> [Exercise task]
Express each line of the items below as a JSON list of strings, one string per line, with blank lines omitted. Leave the pictures out of the list.

> [Recorded data]

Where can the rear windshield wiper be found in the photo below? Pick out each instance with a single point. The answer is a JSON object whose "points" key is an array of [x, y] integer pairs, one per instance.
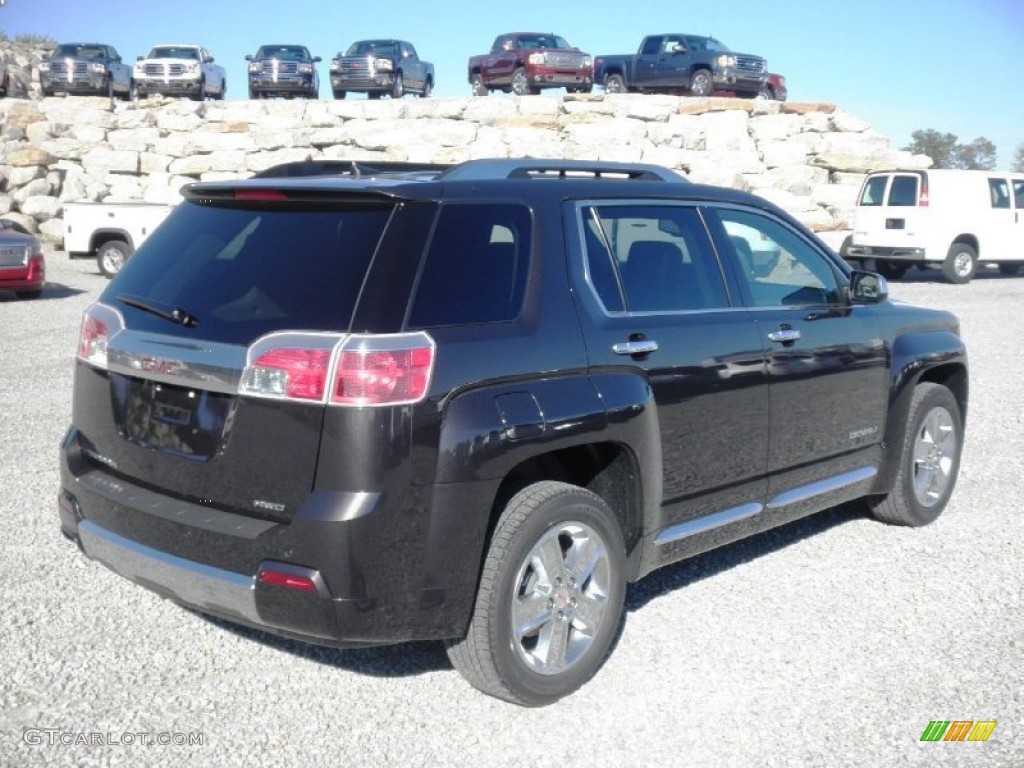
{"points": [[176, 314]]}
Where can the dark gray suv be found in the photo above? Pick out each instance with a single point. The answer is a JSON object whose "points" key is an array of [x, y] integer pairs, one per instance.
{"points": [[472, 404]]}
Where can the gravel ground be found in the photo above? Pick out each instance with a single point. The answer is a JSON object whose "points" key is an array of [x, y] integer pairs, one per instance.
{"points": [[832, 641]]}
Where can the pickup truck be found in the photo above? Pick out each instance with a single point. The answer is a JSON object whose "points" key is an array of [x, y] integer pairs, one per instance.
{"points": [[88, 69], [283, 71], [180, 70], [378, 67], [678, 62], [524, 62], [110, 231]]}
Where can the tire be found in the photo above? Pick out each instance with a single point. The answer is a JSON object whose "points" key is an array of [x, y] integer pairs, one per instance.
{"points": [[520, 84], [556, 566], [614, 84], [111, 257], [929, 460], [701, 83], [961, 263], [476, 83], [891, 269]]}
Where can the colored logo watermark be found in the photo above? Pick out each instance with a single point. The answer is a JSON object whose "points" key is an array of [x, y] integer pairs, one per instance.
{"points": [[958, 730]]}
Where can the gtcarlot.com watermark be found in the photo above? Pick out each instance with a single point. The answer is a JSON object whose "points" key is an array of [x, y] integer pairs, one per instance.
{"points": [[59, 737]]}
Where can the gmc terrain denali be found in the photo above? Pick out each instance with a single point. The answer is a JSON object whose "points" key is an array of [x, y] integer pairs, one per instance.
{"points": [[472, 404]]}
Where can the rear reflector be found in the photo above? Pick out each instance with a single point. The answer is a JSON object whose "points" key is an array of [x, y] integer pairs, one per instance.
{"points": [[288, 581]]}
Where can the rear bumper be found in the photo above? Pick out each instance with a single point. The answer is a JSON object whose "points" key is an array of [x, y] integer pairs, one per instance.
{"points": [[78, 84], [190, 86], [31, 278], [383, 573], [901, 253]]}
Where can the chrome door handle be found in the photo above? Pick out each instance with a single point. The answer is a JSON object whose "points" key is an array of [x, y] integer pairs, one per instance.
{"points": [[635, 347], [784, 335]]}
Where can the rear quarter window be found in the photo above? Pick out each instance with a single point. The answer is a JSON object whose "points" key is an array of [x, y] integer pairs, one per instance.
{"points": [[476, 266]]}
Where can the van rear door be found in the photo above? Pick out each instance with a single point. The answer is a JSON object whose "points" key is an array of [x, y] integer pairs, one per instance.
{"points": [[889, 211]]}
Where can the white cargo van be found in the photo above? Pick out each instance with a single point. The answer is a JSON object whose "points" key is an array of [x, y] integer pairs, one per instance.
{"points": [[111, 231], [940, 218]]}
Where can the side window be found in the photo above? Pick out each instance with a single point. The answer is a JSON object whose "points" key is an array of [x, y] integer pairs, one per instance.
{"points": [[780, 268], [1019, 193], [873, 193], [652, 46], [903, 192], [651, 259], [475, 268], [999, 193]]}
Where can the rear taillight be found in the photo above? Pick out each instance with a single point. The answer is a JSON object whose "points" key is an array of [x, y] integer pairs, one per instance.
{"points": [[355, 371], [289, 373], [383, 370], [99, 324]]}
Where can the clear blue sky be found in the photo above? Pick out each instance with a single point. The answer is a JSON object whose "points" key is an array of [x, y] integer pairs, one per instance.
{"points": [[954, 66]]}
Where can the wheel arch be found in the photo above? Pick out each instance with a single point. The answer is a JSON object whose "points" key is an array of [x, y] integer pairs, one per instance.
{"points": [[946, 355], [101, 237]]}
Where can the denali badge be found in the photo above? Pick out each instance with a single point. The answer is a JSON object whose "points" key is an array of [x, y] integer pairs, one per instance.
{"points": [[271, 506]]}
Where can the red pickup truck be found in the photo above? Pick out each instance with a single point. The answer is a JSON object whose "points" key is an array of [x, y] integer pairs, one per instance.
{"points": [[524, 62]]}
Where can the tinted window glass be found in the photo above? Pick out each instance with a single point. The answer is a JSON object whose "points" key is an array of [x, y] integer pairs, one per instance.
{"points": [[903, 192], [475, 270], [780, 268], [875, 189], [245, 271], [999, 192], [659, 255]]}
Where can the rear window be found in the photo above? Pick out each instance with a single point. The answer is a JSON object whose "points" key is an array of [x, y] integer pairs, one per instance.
{"points": [[903, 192], [243, 272]]}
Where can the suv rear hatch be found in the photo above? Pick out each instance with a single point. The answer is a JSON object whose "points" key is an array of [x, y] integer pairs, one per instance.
{"points": [[203, 366]]}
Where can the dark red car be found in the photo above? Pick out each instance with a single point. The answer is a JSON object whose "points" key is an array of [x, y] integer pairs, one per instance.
{"points": [[23, 268]]}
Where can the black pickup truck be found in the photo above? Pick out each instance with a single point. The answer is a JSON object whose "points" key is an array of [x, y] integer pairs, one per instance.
{"points": [[506, 388], [679, 62], [379, 67], [86, 69]]}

> [Written answer]
[
  "Where can the rear windshield wiper be found in the photo below? Pick out each instance with a single point. The answer is a JSON object whose \"points\" key is an array of [x, y] integer pairs, one per instance.",
  "{\"points\": [[176, 314]]}",
  "Where can the dark gray suv be found in the photo above? Pick out each instance with a single point. The answer is a JSON object whose \"points\" key is an array of [x, y] integer pairs, one per instance.",
  "{\"points\": [[472, 404]]}",
  "Where can the gravel ground be found in the photo above? Pick out each instance with a single point. The answer is a JSON object whose \"points\" key is an array of [x, y] integer pairs, one per instance.",
  "{\"points\": [[832, 641]]}",
  "Where can the pickup truck be found in the photo above? Pick out each instance with a single point. The answer is a JSON object whose \"points\" key is an array of [x, y] integer pairs, one per instance.",
  "{\"points\": [[88, 69], [283, 71], [180, 70], [378, 67], [678, 62], [524, 62], [110, 231]]}",
  "Where can the tire be found in the photo above? Pick out each instance with a single point. The answer is a JSON object whose \"points\" key is an array of [x, y] integer pairs, one per instance.",
  "{\"points\": [[520, 84], [556, 566], [614, 84], [111, 257], [929, 460], [701, 83], [961, 263], [476, 83], [891, 269]]}",
  "Where can the colored logo watermark be found in the photo above? Pick out each instance with a single point. The answer is a JSON object whose \"points\" key is an array of [x, y] integer pairs, one per instance.",
  "{\"points\": [[958, 730]]}",
  "Where can the gtcarlot.com watermark be found in the photo above? Pick out each instance with a single point. The answer is a JSON object whose \"points\" key is an array of [x, y] integer pairs, one per instance.",
  "{\"points\": [[59, 737]]}",
  "Where can the gmc terrain denali be found in the photo above? Pick out each instance with a single point. The answer is a JSON object whose \"points\" key is an array of [x, y] integer pairs, one per instance.",
  "{\"points\": [[472, 404]]}",
  "Where can the rear reflector be found in the photo above? Pick out each instance with a single point. The answer is a JSON object whose \"points\" key is an array of [x, y] integer pairs, one per instance.",
  "{\"points\": [[288, 581]]}",
  "Where can the rear bumper be found in the photo above? Pick out each instance with a single point. The answer is a JSON object whose \"points\" key is an array of [x, y] integer pairs, one per instance.",
  "{\"points\": [[78, 84], [190, 86], [31, 278], [383, 573], [901, 253]]}",
  "Where can the chrome door handle be found in the photo above? Pick out each instance with a single point. The answer is a JSON object whose \"points\" key is an array of [x, y] integer pairs, one per instance.",
  "{\"points\": [[635, 347], [784, 335]]}",
  "Where can the rear quarter window be found in the photo above? Pick out each instance with a single point. The answer is a JSON object whose \"points\" key is an array of [x, y] integer pairs, one per instance.",
  "{\"points\": [[476, 266]]}",
  "Where can the van rear door be found in the photo above? Pick out each instance with a single point. The answer is a JSON object whose \"points\" key is an array of [x, y] integer pairs, one per instance.",
  "{\"points\": [[889, 211]]}",
  "Where can the white cargo van be found in the photo above? Pick out each instance with a single point. The answer is a JSON object whose \"points\" key is an array of [x, y] integer pairs, one per instance.",
  "{\"points\": [[111, 231], [940, 218]]}",
  "Where can the side window be found in the photo above? Pick out each instance with a single point. The answer is a JSON object whose \"points\" key is an array of [x, y] integer pairs, one per instance.",
  "{\"points\": [[780, 268], [1019, 193], [873, 193], [652, 46], [903, 192], [651, 259], [475, 268], [999, 193]]}",
  "Where can the rear taillight be found in the photo above? Pick out each instance with a single point. The answer is a JSON object whose \"points\" key is an array of [x, y] integer pairs, one per instance.",
  "{\"points\": [[355, 371], [289, 373], [383, 370], [99, 324]]}",
  "Where can the clear blue sky be found in the photo above? Pick out each instance with a single point. The answer is a JSON object whose \"points\" key is an array of [x, y] integer pairs, one per instance.",
  "{\"points\": [[954, 66]]}",
  "Where can the wheel arch be found in the photo above? Pick out each instance with a single point. The answer is a JSON object whose \"points\" key is an array of [x, y] integer pairs, one per instance.",
  "{\"points\": [[946, 355], [101, 237]]}",
  "Where can the denali badge be found in the photo above? Pick out each instance with a single point. The answer is a JSON object whose \"points\" key is an array of [x, y] integer pairs, one per instance.",
  "{\"points\": [[271, 506]]}",
  "Where can the red pickup truck be found in the photo above? Pick out each instance with a single point. The answer is a JSON object whose \"points\" key is an array of [x, y] integer pairs, one per instance.",
  "{\"points\": [[524, 62]]}",
  "Where can the tinted window glass be found in the photo above? Pick out each instance with a single point. The answer is a JSON object whose \"points\" key is an array of [x, y] integer pairs, one per instance.",
  "{\"points\": [[903, 192], [475, 270], [780, 268], [875, 189], [245, 271], [999, 192], [659, 255]]}",
  "Where can the rear window be found in the photo above? Pick out each instance with a single point. The answer is a JSON object whose \"points\" key is an array of [x, y] integer pairs, one per instance.",
  "{\"points\": [[903, 192], [243, 272]]}",
  "Where can the suv rear hatch be found in the photo above? Pick out each instance with a single point. The answer is a JSON object whose \"points\" key is an array of [x, y] integer pairs, one per instance.",
  "{\"points\": [[203, 366]]}",
  "Where can the dark red car be found in the photo above? Pick out each instance with a single point. The answer is a JSON object whose \"points\" key is an array of [x, y] integer pairs, one per instance.",
  "{\"points\": [[23, 268]]}",
  "Where can the black pickup truck be found in the photo above? Pick out each instance with a single point. The answer is a JSON object whose \"points\" key is an array of [x, y] integer pairs, one per instance.",
  "{\"points\": [[506, 388], [679, 62], [379, 67], [86, 69]]}"
]